Hindu Heritage Walk brings together Hindu Americans of all backgrounds, regardless of sampradaya and ethnicity to walk with pride for our heritage. Anyone of Hindu identity, practicing or non, is encouraged to attend, as well interfaith and civic leaders, and anyone interested to learn more. After a brief walk sharing prominent messages, we\’ll have a concluding program with speeches and cultural items, including performances and crafts for children. This is a great opportunity to join in celebration with the community.
On October 9th 2022 about 250 individuals gathered to join the Hindu Heritage Walk in Novi. The walk was the second of its kind, bringing together Hindu Americans, regardless of denomination, organization, race, or ethnic background, to connect and raise awareness. October is recognized as Hindu Heritage Month. It is the time of many prominent festivals, such as Navaratri, Durga Puja, and Diwali.
Hindu Americans have made many contributions to the state of Michigan, and this was recognized by Governor Whitmer in her proclamation. The community comprises many frontline healthcare workers, such as doctors, nurses, and pharmacists. Many are part of Michigan’s automotive industry or essential workers in other industries.

**Required tasks**
A: Copy the Hindu Heritage Walk text from the words "On October 9th" through "in other industries.", substituting "celebrations" for "festivals".
B: According to the Hindu Heritage Walk text, about how many individuals gathered for the walk in Novi on October 9th 2022?
Use only the Hindu Heritage Walk text.

**Excerpted records**
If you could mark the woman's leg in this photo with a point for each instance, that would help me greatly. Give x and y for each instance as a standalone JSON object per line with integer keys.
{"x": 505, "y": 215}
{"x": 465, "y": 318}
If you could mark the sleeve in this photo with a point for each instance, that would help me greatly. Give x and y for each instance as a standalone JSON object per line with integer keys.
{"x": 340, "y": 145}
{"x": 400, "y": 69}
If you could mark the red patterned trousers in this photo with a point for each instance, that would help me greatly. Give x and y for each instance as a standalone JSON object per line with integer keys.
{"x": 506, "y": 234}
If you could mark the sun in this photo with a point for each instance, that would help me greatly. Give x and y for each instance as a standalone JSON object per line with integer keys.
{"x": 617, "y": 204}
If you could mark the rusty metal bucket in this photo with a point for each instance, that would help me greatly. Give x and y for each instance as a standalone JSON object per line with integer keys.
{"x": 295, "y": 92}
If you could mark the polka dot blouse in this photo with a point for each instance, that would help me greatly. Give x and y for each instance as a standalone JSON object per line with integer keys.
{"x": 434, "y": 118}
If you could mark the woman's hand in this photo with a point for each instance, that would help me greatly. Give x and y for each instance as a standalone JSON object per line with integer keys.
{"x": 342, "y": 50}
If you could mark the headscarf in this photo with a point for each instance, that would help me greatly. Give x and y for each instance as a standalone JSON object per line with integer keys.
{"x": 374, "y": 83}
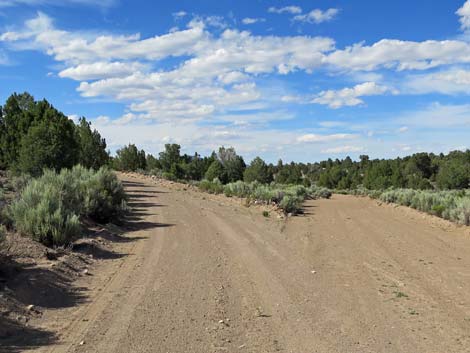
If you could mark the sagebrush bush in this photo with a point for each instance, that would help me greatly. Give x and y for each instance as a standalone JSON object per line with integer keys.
{"x": 105, "y": 198}
{"x": 41, "y": 214}
{"x": 453, "y": 205}
{"x": 50, "y": 207}
{"x": 318, "y": 192}
{"x": 211, "y": 187}
{"x": 288, "y": 197}
{"x": 291, "y": 204}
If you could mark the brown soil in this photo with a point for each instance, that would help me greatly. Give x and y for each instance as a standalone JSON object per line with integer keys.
{"x": 206, "y": 274}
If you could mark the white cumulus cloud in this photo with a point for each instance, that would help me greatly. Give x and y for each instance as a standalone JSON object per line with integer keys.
{"x": 317, "y": 16}
{"x": 286, "y": 9}
{"x": 350, "y": 96}
{"x": 464, "y": 14}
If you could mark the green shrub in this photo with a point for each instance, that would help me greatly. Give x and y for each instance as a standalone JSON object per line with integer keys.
{"x": 212, "y": 187}
{"x": 291, "y": 204}
{"x": 105, "y": 198}
{"x": 318, "y": 192}
{"x": 49, "y": 208}
{"x": 40, "y": 213}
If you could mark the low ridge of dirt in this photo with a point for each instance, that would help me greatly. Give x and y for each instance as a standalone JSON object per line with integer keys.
{"x": 203, "y": 274}
{"x": 36, "y": 282}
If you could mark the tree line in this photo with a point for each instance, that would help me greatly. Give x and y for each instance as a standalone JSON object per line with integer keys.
{"x": 34, "y": 135}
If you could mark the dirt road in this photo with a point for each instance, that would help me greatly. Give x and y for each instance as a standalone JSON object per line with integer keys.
{"x": 209, "y": 276}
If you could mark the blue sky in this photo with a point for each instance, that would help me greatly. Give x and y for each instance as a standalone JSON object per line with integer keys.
{"x": 297, "y": 80}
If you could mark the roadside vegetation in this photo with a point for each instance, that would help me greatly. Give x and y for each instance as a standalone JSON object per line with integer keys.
{"x": 452, "y": 205}
{"x": 55, "y": 172}
{"x": 40, "y": 146}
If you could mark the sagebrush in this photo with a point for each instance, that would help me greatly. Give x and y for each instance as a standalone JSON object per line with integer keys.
{"x": 50, "y": 208}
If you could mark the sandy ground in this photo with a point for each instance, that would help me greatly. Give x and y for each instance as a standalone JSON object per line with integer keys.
{"x": 202, "y": 275}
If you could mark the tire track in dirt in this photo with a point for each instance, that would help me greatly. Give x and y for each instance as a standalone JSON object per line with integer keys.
{"x": 345, "y": 277}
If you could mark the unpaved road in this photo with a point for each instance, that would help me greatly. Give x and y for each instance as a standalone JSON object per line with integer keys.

**Solutions in order**
A:
On October 9th 2022 about 250 individuals gathered to join the Hindu Heritage Walk in Novi. The walk was the second of its kind, bringing together Hindu Americans, regardless of denomination, organization, race, or ethnic background, to connect and raise awareness. October is recognized as Hindu Heritage Month. It is the time of many prominent celebrations, such as Navaratri, Durga Puja, and Diwali.
Hindu Americans have made many contributions to the state of Michigan, and this was recognized by Governor Whitmer in her proclamation. The community comprises many frontline healthcare workers, such as doctors, nurses, and pharmacists. Many are part of Michigan’s automotive industry or essential workers in other industries.

B: About 250